### Task statement
Lines before the one containing "of the railing" are not wanted. Transcribe that line and all after it exactly, to the end of the entries.
==================================================
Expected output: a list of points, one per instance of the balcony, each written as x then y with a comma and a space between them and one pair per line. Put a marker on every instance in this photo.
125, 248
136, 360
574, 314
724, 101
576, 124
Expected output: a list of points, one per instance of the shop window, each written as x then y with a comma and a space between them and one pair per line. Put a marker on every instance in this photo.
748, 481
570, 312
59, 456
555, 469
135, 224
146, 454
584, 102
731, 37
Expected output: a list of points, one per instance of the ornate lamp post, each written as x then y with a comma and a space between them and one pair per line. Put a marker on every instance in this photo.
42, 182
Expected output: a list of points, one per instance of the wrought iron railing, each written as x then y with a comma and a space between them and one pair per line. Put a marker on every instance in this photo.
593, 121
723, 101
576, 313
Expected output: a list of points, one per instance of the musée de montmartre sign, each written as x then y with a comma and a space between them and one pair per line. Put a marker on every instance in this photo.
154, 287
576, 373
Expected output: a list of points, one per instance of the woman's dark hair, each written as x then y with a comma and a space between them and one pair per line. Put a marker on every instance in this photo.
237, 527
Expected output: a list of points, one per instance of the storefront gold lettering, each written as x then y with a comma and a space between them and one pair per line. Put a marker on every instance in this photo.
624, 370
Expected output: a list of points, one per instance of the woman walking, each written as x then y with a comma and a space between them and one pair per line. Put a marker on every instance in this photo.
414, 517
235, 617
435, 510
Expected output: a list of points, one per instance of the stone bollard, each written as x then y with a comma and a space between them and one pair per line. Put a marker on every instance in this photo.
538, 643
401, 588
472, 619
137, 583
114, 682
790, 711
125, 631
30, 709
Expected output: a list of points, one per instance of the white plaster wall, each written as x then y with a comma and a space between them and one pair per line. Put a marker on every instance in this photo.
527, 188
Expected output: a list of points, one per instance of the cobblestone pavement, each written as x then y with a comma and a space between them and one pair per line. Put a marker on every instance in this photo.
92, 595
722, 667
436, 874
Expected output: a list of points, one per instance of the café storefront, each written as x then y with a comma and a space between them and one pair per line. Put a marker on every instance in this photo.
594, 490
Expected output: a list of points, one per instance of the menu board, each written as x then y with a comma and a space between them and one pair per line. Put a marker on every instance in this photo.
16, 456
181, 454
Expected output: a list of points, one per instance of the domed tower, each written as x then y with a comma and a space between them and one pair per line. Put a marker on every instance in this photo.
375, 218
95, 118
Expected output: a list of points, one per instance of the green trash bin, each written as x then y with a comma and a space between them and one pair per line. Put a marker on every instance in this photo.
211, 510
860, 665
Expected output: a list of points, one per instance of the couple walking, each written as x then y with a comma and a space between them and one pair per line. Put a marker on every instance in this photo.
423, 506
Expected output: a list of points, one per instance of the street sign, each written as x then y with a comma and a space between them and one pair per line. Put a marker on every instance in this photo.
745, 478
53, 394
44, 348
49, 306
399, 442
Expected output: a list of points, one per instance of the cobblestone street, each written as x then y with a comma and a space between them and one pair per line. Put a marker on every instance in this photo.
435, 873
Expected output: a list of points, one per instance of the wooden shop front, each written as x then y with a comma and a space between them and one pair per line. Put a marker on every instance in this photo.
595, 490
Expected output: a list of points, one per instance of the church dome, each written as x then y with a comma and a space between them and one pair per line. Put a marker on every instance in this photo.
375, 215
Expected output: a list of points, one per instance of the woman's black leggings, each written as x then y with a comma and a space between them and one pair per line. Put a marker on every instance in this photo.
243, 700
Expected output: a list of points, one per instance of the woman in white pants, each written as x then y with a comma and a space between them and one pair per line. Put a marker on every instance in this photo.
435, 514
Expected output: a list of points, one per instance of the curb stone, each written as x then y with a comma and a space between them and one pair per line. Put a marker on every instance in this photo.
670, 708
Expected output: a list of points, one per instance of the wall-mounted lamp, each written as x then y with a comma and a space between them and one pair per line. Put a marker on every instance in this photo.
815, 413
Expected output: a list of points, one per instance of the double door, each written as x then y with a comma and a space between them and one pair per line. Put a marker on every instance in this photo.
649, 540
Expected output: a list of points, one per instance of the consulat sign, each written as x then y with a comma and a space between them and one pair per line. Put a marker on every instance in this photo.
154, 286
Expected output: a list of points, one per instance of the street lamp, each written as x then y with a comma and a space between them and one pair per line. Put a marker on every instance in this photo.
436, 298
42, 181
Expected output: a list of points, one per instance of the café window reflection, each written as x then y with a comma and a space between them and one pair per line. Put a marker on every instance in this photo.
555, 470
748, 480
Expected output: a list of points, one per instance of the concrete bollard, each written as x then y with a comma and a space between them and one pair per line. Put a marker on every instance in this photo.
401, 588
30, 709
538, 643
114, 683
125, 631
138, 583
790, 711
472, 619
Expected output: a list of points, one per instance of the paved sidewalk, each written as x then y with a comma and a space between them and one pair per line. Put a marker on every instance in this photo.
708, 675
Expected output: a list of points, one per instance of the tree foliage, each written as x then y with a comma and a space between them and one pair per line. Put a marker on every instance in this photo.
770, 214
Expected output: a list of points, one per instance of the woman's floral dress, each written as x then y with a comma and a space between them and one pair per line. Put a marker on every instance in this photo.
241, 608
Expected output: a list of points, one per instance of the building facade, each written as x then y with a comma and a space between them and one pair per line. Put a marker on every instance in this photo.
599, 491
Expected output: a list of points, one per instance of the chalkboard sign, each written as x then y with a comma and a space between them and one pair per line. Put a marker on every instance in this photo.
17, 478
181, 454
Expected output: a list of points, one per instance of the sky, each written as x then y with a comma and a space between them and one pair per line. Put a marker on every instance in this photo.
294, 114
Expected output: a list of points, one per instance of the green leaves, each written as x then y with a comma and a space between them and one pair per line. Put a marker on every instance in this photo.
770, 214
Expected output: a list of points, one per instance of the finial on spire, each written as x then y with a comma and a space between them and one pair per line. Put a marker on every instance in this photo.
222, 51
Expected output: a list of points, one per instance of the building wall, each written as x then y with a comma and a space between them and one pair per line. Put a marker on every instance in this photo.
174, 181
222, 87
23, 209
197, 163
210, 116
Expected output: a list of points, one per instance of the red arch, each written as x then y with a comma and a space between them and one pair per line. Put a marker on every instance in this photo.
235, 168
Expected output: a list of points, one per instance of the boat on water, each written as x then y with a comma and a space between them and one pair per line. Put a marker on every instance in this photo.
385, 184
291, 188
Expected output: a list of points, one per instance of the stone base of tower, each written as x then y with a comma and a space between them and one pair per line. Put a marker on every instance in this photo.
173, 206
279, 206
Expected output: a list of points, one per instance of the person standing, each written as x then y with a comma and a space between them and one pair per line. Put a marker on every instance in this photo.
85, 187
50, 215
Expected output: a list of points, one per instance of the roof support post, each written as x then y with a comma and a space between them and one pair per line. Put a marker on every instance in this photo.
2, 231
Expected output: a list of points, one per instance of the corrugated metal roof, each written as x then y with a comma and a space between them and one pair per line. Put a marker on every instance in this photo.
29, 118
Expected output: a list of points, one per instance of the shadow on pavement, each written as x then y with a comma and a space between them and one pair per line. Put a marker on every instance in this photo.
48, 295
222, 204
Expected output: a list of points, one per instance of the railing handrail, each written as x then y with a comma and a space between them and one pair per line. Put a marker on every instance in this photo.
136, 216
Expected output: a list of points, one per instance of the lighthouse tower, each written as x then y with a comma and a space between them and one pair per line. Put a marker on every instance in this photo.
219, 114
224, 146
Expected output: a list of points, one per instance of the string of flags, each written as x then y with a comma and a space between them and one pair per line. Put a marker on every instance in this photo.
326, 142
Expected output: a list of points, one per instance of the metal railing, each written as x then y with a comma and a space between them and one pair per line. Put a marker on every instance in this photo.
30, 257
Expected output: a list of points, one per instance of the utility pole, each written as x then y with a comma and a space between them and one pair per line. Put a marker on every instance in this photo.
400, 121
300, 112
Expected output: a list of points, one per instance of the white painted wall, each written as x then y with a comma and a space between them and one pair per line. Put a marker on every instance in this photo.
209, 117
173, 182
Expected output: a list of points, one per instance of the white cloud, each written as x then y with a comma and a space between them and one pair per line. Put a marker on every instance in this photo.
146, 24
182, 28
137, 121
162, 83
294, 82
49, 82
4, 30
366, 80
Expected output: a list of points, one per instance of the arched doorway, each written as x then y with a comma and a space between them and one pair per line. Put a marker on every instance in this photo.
==================================================
### Exercise solution
Expected output: a list of points, one per instance of the railing handrail, each written as x then y with a comma and a space between them and one pair per line. Put a marker on every instance in this photo.
136, 216
Expected output: a list of points, one per instance of the lighthouse tower, each written as x then y with a comma and a space between them and one pair per line. Put a marker on every instance in this photo.
219, 114
224, 146
Expected output: a list of points, one per instance of the string of flags, each written as x then y with a comma and a space between them and one pair per line. Put a marker on every instance in this photo.
326, 142
Expected output: a list of points, one per instance of the metal railing, each written as x then y with a comma and a space between them and one pair per line. Put a marker on every instance in this photo.
30, 257
Expected output: a list of points, one per instance of the utility pole, each written as x then y with a comma and a space between them and one pair per line. Put a marker on every instance in this photo.
400, 121
300, 112
Expected output: a list of points, one per instance of the white painted wall, each written as x then y with a comma and a space between them and one pair per line. Put a marker on every instance in this photo.
209, 117
173, 182
Expected output: a list of points, one per instance of the white cloud, each written as x then y with a comma and a space between them and one pair per line. Put a marker on every instance in this photo.
146, 24
182, 28
137, 121
162, 83
294, 82
49, 82
4, 30
366, 80
Expected output: a list of points, one per instance of the arched doorway, each written as x then y with a comma and a space between them and one pair per line. Put a marker on every instance in this photo.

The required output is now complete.